• _Records provided_
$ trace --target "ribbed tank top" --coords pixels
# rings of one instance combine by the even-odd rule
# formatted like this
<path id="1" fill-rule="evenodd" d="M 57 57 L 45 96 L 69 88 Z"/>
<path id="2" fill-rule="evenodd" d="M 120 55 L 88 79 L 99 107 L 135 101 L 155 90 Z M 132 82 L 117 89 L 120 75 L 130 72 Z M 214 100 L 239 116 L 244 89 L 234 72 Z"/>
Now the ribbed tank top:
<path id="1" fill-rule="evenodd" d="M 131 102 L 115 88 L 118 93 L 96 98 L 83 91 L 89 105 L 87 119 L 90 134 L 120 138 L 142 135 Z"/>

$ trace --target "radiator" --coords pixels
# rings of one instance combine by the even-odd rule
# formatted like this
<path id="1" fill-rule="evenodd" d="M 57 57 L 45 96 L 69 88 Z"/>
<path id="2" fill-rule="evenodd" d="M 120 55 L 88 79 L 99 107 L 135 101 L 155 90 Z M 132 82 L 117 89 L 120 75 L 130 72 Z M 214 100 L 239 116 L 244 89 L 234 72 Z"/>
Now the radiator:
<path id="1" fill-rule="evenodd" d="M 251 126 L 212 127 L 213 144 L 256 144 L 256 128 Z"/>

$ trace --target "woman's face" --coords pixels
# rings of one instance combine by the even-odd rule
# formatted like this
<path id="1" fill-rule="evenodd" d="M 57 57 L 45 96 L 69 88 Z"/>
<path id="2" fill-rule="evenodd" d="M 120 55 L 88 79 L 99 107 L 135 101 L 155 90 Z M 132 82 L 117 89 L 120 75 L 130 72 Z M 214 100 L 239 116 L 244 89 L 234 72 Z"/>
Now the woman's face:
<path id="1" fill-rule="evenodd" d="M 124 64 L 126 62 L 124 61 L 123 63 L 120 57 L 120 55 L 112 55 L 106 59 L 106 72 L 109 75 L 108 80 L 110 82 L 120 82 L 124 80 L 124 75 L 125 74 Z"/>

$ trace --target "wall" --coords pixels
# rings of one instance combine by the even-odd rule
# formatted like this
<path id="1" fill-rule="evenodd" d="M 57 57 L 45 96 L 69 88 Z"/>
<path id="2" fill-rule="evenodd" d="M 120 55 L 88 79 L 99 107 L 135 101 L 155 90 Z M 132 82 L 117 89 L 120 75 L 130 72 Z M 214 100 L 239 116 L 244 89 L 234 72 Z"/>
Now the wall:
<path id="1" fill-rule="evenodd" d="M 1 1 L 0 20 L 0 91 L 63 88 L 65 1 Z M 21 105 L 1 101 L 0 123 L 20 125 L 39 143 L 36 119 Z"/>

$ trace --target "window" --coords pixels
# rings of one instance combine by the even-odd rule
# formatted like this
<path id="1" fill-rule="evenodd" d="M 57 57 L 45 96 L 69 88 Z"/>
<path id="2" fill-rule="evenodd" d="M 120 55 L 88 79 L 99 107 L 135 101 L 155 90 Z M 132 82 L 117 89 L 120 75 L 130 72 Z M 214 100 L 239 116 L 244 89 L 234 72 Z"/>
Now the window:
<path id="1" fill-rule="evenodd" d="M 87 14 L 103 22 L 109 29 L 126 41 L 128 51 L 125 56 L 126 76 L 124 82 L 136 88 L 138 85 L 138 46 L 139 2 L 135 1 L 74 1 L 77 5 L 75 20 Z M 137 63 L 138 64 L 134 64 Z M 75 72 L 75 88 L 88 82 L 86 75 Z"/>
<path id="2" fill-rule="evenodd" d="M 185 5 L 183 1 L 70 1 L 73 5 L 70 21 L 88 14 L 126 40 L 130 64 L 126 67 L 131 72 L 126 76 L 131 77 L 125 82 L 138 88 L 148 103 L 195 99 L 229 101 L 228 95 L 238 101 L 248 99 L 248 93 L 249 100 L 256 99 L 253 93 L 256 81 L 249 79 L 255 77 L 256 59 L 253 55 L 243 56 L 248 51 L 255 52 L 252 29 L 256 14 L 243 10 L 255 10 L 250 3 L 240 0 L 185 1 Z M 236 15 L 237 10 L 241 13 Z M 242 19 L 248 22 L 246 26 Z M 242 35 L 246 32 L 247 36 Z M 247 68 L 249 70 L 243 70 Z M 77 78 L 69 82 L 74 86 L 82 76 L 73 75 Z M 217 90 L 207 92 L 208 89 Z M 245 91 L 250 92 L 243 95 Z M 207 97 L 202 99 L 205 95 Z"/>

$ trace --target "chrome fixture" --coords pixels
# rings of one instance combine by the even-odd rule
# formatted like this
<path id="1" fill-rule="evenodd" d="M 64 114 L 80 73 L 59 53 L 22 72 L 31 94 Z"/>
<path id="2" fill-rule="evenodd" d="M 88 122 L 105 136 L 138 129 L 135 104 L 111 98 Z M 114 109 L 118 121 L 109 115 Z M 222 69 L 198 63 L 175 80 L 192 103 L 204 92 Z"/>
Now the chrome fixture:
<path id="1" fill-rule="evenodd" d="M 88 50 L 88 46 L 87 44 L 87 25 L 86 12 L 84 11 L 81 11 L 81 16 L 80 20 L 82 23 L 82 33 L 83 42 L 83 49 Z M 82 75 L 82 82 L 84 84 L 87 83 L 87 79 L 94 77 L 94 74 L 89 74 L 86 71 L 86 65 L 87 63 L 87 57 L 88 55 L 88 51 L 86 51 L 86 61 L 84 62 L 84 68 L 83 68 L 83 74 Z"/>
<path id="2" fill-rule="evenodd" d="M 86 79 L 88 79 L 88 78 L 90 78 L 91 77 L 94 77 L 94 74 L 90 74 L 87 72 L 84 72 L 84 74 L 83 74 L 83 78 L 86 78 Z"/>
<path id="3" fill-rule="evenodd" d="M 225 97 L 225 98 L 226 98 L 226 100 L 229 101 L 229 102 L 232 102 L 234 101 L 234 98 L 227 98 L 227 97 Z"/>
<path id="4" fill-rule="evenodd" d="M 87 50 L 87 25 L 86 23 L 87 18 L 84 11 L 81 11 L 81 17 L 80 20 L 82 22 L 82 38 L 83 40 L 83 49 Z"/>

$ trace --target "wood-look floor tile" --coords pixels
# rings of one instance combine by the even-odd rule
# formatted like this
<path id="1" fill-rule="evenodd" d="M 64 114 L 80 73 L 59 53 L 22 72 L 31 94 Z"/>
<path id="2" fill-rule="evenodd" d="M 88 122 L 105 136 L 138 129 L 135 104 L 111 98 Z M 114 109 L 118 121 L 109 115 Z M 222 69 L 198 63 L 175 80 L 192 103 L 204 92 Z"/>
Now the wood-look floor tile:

• _Required work_
Convert the items from their first line through the line containing "Now the ribbed" into a JSON list of strings, one string per line, omitting blank lines.

• _Solution_
[
  "$ trace --target \"ribbed tank top\" --coords pixels",
  "# rings of one instance combine by the even-odd rule",
  "# formatted like this",
  "<path id=\"1\" fill-rule=\"evenodd\" d=\"M 57 57 L 45 96 L 69 88 Z\"/>",
  "<path id=\"2\" fill-rule=\"evenodd\" d=\"M 120 55 L 88 79 L 99 107 L 135 101 L 155 90 Z M 132 82 L 117 89 L 120 75 L 130 72 Z M 214 100 L 239 116 L 244 89 L 234 72 Z\"/>",
  "Now the ribbed tank top:"
]